**** DATA EXTRACT ****
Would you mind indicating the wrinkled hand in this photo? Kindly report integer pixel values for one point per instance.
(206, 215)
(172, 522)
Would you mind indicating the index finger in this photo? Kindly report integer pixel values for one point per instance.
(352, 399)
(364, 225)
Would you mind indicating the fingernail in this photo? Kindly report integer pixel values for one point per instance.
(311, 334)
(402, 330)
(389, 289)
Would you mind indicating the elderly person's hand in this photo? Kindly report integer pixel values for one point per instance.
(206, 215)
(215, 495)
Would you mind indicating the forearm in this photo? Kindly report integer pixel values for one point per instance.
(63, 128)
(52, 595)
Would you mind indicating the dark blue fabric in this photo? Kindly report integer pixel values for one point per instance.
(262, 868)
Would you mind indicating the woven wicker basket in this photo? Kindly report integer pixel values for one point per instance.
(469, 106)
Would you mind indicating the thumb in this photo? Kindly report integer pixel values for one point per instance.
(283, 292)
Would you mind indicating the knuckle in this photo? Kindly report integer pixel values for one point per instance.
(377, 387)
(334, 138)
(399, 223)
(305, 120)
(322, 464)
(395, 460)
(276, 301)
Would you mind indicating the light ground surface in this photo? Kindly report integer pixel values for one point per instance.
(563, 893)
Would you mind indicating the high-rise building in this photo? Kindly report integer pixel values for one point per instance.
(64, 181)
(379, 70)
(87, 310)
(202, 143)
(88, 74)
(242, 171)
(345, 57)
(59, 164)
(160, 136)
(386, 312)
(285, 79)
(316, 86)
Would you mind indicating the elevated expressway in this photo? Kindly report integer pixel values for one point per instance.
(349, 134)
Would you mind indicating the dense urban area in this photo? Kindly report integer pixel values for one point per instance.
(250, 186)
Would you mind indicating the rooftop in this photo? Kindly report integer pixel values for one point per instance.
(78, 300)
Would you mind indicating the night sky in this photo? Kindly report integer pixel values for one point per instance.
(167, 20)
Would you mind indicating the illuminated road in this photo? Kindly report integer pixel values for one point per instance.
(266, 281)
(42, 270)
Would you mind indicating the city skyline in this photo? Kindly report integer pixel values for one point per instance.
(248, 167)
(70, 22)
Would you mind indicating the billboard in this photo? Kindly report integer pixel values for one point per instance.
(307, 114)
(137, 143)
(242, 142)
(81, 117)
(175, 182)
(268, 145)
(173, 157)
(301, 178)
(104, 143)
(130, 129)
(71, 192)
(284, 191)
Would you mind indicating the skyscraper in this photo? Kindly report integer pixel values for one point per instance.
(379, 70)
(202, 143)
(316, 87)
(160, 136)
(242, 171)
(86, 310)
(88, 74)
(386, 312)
****
**** DATA EXTRACT ****
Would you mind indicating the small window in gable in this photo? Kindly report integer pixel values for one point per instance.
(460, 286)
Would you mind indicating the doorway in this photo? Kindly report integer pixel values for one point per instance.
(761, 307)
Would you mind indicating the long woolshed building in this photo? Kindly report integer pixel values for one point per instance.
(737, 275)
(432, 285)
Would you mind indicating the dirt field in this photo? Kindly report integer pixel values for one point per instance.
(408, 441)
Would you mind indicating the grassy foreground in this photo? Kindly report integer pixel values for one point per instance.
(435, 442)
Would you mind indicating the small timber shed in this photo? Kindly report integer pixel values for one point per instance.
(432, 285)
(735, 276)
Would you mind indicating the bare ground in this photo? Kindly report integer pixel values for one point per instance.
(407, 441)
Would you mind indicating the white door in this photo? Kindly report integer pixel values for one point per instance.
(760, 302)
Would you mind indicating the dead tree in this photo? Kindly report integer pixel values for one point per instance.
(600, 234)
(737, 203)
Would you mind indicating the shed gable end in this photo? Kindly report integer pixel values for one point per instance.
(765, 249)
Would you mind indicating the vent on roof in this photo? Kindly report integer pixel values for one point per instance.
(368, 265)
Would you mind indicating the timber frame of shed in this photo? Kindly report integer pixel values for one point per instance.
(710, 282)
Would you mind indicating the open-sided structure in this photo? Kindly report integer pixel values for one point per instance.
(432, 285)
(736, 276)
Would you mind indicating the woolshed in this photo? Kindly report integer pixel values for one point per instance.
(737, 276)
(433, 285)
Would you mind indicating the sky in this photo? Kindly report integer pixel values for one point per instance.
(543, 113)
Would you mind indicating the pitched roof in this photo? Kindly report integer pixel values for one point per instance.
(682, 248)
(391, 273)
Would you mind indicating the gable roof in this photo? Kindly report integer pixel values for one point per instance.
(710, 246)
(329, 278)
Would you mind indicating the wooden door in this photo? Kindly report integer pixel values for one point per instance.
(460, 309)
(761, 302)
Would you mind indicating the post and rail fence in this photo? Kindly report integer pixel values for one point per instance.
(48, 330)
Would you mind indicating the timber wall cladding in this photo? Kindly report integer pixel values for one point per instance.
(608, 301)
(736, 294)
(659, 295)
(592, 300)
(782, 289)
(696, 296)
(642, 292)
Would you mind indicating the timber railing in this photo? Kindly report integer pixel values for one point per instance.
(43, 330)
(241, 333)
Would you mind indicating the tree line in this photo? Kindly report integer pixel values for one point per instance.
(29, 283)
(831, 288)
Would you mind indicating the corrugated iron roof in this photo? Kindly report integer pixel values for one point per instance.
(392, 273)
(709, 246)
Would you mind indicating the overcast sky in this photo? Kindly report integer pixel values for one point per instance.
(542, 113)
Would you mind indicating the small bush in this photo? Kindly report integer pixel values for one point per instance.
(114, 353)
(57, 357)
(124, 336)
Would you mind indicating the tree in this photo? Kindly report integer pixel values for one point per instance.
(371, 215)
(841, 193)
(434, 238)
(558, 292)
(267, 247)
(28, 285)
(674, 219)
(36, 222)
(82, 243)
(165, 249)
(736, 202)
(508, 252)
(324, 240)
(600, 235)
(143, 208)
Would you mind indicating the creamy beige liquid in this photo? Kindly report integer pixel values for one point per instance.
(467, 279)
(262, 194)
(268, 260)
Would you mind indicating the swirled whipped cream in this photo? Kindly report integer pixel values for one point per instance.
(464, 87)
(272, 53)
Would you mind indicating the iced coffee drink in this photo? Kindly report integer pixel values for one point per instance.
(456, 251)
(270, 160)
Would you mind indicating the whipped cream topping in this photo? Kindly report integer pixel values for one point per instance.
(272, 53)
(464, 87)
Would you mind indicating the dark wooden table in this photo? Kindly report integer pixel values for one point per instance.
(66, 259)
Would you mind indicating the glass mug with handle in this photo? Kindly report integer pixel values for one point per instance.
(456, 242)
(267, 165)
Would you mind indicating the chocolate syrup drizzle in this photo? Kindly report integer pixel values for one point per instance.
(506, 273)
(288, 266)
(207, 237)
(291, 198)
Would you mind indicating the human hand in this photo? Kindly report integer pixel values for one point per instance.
****
**** DATA EXTRACT ****
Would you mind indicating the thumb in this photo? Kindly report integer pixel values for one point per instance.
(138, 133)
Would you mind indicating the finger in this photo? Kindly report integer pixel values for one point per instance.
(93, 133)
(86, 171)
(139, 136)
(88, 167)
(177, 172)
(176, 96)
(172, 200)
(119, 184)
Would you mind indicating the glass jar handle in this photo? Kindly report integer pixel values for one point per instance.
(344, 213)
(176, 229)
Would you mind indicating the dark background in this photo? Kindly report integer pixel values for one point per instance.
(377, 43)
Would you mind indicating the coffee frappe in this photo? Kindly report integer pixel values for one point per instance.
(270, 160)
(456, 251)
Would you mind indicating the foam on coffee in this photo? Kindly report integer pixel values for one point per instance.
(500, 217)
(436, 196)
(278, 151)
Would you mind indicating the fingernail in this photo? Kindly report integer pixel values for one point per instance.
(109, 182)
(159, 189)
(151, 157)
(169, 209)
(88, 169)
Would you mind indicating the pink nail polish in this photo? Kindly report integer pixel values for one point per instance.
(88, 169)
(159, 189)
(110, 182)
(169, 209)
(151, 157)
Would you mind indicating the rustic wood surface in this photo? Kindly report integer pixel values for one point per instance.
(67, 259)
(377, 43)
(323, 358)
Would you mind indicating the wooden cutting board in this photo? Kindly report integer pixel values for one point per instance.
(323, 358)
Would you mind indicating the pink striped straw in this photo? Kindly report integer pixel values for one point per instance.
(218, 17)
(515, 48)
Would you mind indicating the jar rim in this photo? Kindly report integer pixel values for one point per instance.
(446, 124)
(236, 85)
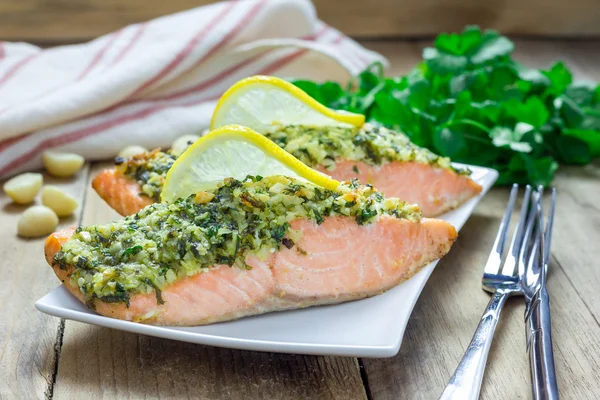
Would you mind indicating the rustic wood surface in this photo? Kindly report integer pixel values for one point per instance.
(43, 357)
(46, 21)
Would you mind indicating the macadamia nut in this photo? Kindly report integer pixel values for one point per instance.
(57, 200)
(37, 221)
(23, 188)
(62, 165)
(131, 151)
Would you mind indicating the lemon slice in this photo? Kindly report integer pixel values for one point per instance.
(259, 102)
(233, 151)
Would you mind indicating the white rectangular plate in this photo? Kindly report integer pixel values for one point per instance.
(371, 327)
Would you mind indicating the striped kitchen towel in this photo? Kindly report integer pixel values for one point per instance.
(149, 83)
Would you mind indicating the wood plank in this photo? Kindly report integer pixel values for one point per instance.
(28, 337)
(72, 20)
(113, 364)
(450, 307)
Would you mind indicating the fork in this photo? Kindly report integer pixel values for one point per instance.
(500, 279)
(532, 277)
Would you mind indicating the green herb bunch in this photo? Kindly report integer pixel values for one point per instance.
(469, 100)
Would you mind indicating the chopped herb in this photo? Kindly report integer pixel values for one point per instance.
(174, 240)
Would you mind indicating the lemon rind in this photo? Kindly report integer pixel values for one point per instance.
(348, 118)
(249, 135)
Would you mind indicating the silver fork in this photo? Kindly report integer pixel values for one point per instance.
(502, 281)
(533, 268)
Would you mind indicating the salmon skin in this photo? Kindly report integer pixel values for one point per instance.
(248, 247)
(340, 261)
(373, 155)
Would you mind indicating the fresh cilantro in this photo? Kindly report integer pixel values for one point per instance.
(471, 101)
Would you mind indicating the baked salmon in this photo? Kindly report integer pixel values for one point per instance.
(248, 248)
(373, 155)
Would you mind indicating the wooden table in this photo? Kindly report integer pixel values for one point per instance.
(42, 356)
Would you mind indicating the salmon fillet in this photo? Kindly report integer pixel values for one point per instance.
****
◆ EXERCISE GOAL ◆
Can you reproduce, word for word, the rows above that begin with the line containing "Would you mind indicating the wooden table" and end with the line containing "Would you mind indicating the salmon fillet", including both of those lines?

◆ FINISHED TASK ◆
Would you mind indicating the wooden table in this photo? Kindly report integer pixel values for one point per instance.
(42, 356)
Would you mind indicating the salmon fillet in this photo? Kindly report integer pixel values for one point per instance.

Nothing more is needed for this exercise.